Exercise objective - Retype every one of the lines below word for word, and leave the picture out of your copy.

Dataset content -

++++

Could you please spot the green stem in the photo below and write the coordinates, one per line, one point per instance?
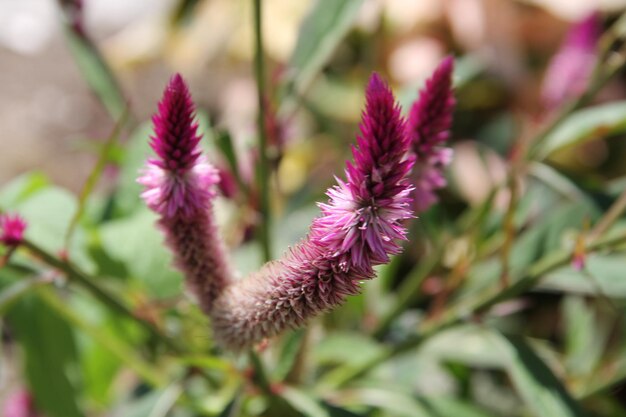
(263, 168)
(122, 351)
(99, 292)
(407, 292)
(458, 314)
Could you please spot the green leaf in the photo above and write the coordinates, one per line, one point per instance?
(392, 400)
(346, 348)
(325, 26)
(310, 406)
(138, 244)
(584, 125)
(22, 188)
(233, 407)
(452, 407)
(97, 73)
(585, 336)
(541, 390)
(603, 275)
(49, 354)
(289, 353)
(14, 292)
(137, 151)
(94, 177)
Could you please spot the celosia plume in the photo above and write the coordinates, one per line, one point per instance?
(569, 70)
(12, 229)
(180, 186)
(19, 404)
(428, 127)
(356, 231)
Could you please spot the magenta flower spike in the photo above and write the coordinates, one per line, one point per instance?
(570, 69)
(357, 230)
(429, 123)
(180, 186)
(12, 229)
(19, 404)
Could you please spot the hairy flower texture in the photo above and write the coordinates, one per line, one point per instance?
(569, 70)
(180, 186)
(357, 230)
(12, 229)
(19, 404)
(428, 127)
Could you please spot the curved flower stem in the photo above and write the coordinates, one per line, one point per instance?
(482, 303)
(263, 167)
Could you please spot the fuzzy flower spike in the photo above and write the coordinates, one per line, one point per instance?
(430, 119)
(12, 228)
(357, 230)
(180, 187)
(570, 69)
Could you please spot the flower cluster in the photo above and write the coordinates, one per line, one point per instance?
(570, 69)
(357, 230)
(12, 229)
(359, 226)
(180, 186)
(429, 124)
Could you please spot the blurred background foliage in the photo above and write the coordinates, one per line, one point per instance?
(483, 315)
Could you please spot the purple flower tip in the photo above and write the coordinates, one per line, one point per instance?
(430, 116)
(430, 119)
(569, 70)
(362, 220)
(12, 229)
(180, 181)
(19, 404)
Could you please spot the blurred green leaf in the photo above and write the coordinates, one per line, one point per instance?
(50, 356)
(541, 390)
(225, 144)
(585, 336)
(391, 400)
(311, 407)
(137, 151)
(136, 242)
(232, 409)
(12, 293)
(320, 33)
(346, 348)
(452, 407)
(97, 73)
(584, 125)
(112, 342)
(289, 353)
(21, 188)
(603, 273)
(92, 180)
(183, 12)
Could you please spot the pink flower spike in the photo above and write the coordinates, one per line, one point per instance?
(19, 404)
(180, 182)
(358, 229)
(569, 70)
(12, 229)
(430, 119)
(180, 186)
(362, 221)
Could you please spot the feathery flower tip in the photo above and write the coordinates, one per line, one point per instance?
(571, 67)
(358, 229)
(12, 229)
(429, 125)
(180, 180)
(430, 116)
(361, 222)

++++

Output below -
Could you please spot the green stem in the photo below and write the coordinates, one per line, one point per instance?
(263, 168)
(122, 351)
(99, 292)
(407, 292)
(458, 314)
Could you please spot the green leaf in the photo above and write the coordinates, one per line, one point per instance?
(392, 400)
(346, 348)
(325, 26)
(310, 406)
(138, 244)
(584, 125)
(22, 188)
(233, 407)
(452, 407)
(97, 73)
(585, 336)
(541, 390)
(603, 275)
(49, 354)
(289, 353)
(14, 292)
(137, 151)
(94, 177)
Could you please spot the celosia plume in the photo above and write the coordinates, one per line, one point per instance?
(569, 70)
(12, 229)
(180, 186)
(19, 404)
(428, 127)
(356, 231)
Could you please spot the magenta flower spike in the photo above and write the coordinates, one per line, one point per instance?
(570, 69)
(357, 230)
(429, 123)
(180, 186)
(12, 229)
(19, 404)
Could you please spot the hairy flower texture in the photo above and write the coordinates, one per line, one point per instance?
(569, 70)
(180, 186)
(357, 230)
(12, 229)
(19, 404)
(428, 127)
Could you please spot the curved flower stem in the photo above and write the coordinates, one per line, one point per instance?
(482, 303)
(263, 167)
Could you please spot the fuzzy flower spike in the photo above and write the coordinates, one per line, one point per instance?
(430, 119)
(12, 228)
(357, 230)
(180, 187)
(570, 69)
Could you please spot the flower cluster in the photo above and write the coordinates, one per line, one point per instance?
(570, 69)
(357, 230)
(12, 229)
(359, 226)
(180, 186)
(429, 124)
Could you please spot the blurred background foliage in the photo above and write the coordinates, one per line, one point per instance?
(483, 315)
Could you please spot the purple flower tip in the photo above and write the coordinates, one per line, one point per instance?
(430, 116)
(430, 119)
(569, 70)
(362, 220)
(12, 229)
(180, 181)
(19, 404)
Could you please spot the blurred green leaf in the photo above and write the coordinates, one per line, one point per instance?
(50, 356)
(541, 390)
(225, 144)
(585, 336)
(391, 400)
(311, 407)
(137, 151)
(136, 242)
(232, 409)
(12, 293)
(320, 33)
(346, 348)
(452, 407)
(97, 73)
(584, 125)
(112, 342)
(289, 353)
(21, 188)
(603, 273)
(92, 180)
(183, 12)
Could you please spot the pink flower spike in the photo above and write the coordinates, one per line, one point per instance?
(19, 404)
(180, 182)
(358, 229)
(569, 70)
(12, 229)
(430, 119)
(180, 186)
(362, 221)
Could you please spot the feathery flower tip in the photo above and write the coordinates, one per line, one point per instance?
(571, 67)
(358, 229)
(12, 229)
(429, 125)
(180, 180)
(430, 116)
(361, 222)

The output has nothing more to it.